[Entries taken from a collection]
====================

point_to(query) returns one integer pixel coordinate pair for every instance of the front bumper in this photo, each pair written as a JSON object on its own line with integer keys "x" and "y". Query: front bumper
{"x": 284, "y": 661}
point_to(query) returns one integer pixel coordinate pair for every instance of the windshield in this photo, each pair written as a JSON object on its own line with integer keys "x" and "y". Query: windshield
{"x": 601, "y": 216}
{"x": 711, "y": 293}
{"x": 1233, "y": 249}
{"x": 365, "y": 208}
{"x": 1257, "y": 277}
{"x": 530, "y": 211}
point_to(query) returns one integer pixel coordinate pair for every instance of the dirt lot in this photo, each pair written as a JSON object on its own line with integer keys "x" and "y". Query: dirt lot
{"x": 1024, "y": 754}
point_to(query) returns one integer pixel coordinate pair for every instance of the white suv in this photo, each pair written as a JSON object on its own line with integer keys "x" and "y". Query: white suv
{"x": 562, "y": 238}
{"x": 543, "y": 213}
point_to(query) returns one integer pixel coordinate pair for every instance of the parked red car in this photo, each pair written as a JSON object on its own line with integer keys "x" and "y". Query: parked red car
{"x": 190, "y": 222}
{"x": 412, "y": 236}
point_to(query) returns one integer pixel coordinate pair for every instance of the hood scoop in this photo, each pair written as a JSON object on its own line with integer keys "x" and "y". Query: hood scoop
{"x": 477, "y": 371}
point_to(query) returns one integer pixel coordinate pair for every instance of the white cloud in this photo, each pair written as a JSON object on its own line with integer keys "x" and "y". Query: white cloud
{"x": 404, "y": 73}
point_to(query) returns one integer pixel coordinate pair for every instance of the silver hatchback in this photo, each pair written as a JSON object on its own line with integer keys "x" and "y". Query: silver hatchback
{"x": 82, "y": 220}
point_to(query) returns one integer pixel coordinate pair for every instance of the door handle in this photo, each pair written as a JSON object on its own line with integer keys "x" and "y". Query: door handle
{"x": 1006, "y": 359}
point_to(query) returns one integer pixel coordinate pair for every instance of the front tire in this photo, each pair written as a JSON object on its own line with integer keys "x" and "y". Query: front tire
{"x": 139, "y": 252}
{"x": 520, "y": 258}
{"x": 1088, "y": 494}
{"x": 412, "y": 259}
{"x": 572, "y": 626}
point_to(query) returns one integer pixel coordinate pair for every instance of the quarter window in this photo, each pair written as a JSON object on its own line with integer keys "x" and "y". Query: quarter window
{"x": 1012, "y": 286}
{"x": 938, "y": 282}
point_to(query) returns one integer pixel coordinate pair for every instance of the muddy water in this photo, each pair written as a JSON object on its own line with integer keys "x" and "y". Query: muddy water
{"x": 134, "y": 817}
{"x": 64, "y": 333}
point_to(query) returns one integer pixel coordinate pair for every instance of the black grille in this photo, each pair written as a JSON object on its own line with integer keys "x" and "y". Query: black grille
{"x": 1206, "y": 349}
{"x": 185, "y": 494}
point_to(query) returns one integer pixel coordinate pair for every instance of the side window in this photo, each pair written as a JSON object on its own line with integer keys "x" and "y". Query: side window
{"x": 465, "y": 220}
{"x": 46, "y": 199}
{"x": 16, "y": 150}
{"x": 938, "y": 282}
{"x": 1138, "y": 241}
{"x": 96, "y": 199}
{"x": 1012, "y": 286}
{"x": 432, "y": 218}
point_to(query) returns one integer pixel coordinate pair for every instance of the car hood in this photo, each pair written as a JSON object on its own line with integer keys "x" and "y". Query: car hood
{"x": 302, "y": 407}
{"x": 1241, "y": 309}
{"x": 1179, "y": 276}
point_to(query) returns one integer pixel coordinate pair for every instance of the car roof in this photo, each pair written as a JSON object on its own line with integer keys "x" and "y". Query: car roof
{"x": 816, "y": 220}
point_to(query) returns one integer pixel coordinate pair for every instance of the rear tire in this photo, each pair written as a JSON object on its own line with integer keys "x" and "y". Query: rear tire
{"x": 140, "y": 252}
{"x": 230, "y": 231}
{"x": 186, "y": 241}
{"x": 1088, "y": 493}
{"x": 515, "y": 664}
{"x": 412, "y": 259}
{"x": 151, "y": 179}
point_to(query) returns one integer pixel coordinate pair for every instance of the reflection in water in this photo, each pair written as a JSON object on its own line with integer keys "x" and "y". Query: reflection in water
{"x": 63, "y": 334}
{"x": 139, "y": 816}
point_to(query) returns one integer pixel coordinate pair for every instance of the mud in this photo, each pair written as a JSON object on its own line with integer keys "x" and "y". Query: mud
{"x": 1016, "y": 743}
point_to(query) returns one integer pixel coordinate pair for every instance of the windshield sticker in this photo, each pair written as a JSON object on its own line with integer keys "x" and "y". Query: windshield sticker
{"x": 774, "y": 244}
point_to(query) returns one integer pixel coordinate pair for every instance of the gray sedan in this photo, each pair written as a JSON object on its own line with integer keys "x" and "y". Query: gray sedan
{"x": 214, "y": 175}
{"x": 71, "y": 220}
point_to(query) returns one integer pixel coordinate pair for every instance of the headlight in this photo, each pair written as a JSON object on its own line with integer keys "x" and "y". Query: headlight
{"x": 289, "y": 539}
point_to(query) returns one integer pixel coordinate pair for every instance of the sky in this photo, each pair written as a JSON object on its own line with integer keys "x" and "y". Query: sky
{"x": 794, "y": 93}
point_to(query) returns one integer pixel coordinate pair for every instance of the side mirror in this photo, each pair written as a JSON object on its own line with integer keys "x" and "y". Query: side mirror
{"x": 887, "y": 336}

====================

**What the task asks:**
Each entry above needs to be retyped exactly as it appears.

**Answer space:**
point_to(query) returns one integer pixel coordinate pair for every instance of the front bumper in this photo, each pair written as a JSON object on its own line with integer keys "x" and "y". Query: front bumper
{"x": 284, "y": 661}
point_to(query) returns one integer pixel coordinate pair for every instance of the windshield in this photo, each pair written as a JSON object on its own line with integer keys "x" and "y". Query: windshield
{"x": 601, "y": 216}
{"x": 711, "y": 293}
{"x": 1233, "y": 249}
{"x": 365, "y": 208}
{"x": 1257, "y": 277}
{"x": 530, "y": 211}
point_to(query) returns one integer pixel coordinate pair for every instance of the dirt lot in this photo, each pair written as a JSON object on its own line with integer keys "x" and "y". Query: dirt lot
{"x": 1024, "y": 754}
point_to(query) returns one integer pixel coordinate pair for every instance of the white suv in this photo, each pair written as a JSON object on its own line with integer keys "x" and "y". Query: white suv
{"x": 562, "y": 238}
{"x": 543, "y": 213}
point_to(query) returns one integer pixel coordinate pair for every instance of the parked red car in this photo, each pair written as a JSON object on its own line with integer keys "x" and "y". Query: parked red car
{"x": 190, "y": 222}
{"x": 412, "y": 236}
point_to(query) returns one integer pixel coordinate pair for every instance of the hood scoop in this photo, each pair written as a JSON object on its own line with integer keys "x" and "y". Query: hood scoop
{"x": 477, "y": 371}
point_to(query) returns one integer pixel coordinate pair for every instance of the white cloud in this photo, each pair written as a JSON object on its own line with integer keys "x" and "y". Query: white cloud
{"x": 404, "y": 73}
point_to(query) returns one integer pixel coordinate pair for every instance of the silver hatchback in this photo, each pair written as a JSON object on its own line with integer keys "x" and "y". Query: silver hatchback
{"x": 82, "y": 220}
point_to(query) returns one integer pixel coordinate pair for every instance of the door handle in this photo, each pair written as a JSON object on its own line with integer keys "x" and "y". Query: door handle
{"x": 1006, "y": 359}
point_to(query) returns one integer pixel coordinate pair for every instance of the front tire in this photo, each pair written as a JSON object on its own line with integer keys "x" and "y". Query: front tire
{"x": 139, "y": 252}
{"x": 520, "y": 258}
{"x": 1088, "y": 494}
{"x": 412, "y": 259}
{"x": 572, "y": 626}
point_to(query) returns one integer pixel coordinate pair for every instance of the quarter window in this photo, each pair written as a JSON object on its own line with integer keys "x" and "y". Query: quarter window
{"x": 1012, "y": 286}
{"x": 938, "y": 282}
point_to(query) returns one integer pixel coordinate pair for every instance of the muddy water in this photo, each pair written as a JSON object on its own line with integer keys "x" and "y". Query: muddy water
{"x": 134, "y": 817}
{"x": 64, "y": 333}
point_to(query) returns one integer pixel coordinate pair for every instance of the black grille in this photo, each pair written as a JSON object on its own line with integer keys "x" and "y". Query: black grille
{"x": 1206, "y": 349}
{"x": 185, "y": 494}
point_to(query) returns one integer pixel coordinate pair for every instance of the side window in this photo, each pair written as a JSON object on its own line with integer keys "x" and "y". Query: side window
{"x": 465, "y": 220}
{"x": 46, "y": 199}
{"x": 16, "y": 150}
{"x": 938, "y": 282}
{"x": 1138, "y": 241}
{"x": 96, "y": 199}
{"x": 1012, "y": 286}
{"x": 432, "y": 218}
point_to(query) returns one integer pixel coordinate pair for every instance of the car hood in this photo, each pair written as a JSON object on its own line with integer keys "x" and "y". Query: car hood
{"x": 302, "y": 407}
{"x": 1241, "y": 309}
{"x": 1179, "y": 276}
point_to(query) returns one integer pixel coordinate pair for every instance of the car roof in this photo, each pair written as a JSON object on its own line with integer keys "x" and "y". Query: car roof
{"x": 816, "y": 220}
point_to(query) returns one integer pixel coordinate pair for every instance of the rear tire in this photo, each pair written as a JSON object on its own line with integer keys "x" and "y". Query: rear tire
{"x": 140, "y": 252}
{"x": 230, "y": 231}
{"x": 186, "y": 241}
{"x": 1088, "y": 493}
{"x": 515, "y": 664}
{"x": 412, "y": 259}
{"x": 151, "y": 179}
point_to(query) returns one integer pixel coordinate pair for every instance of the reflection in water in this photo, each pair written as a JSON object on its own line with integer keys "x" and "y". Query: reflection in water
{"x": 63, "y": 334}
{"x": 139, "y": 816}
point_to(query) returns one integer pixel coordinate pair for every instance of the mud in this photo, each pair written as a JSON object on its own line with integer keys "x" and "y". Query: mud
{"x": 1016, "y": 743}
point_to(query) returns one integer pixel coordinate pair for every instance of the windshield sticker in this photo, each pair written as a JSON object on its own line with integer keys "x" and "y". Query: windshield sticker
{"x": 774, "y": 244}
point_to(query) returns one integer pixel coordinate pair for every instance of the gray sedan in this photo, each pair written as a JSON object on its own line with integer keys "x" and "y". Query: gray sedan
{"x": 214, "y": 175}
{"x": 71, "y": 220}
point_to(query) returns one integer pixel coordinate pair for every instance of the headlight in this photo, each pair written as a JSON object on its own line with integer keys "x" and "y". Query: headlight
{"x": 289, "y": 539}
point_to(query) returns one integer pixel coordinate pair for every instance of the sky in this photo, each pair written as a JSON object on its own line with integer keys "x" and "y". Query: sky
{"x": 794, "y": 93}
point_to(query) returns one integer pixel coordinate pair for every instance of the side mirror in this photo, each pair written as a JSON object on its own line with integer keys "x" and "y". Query: side mirror
{"x": 887, "y": 336}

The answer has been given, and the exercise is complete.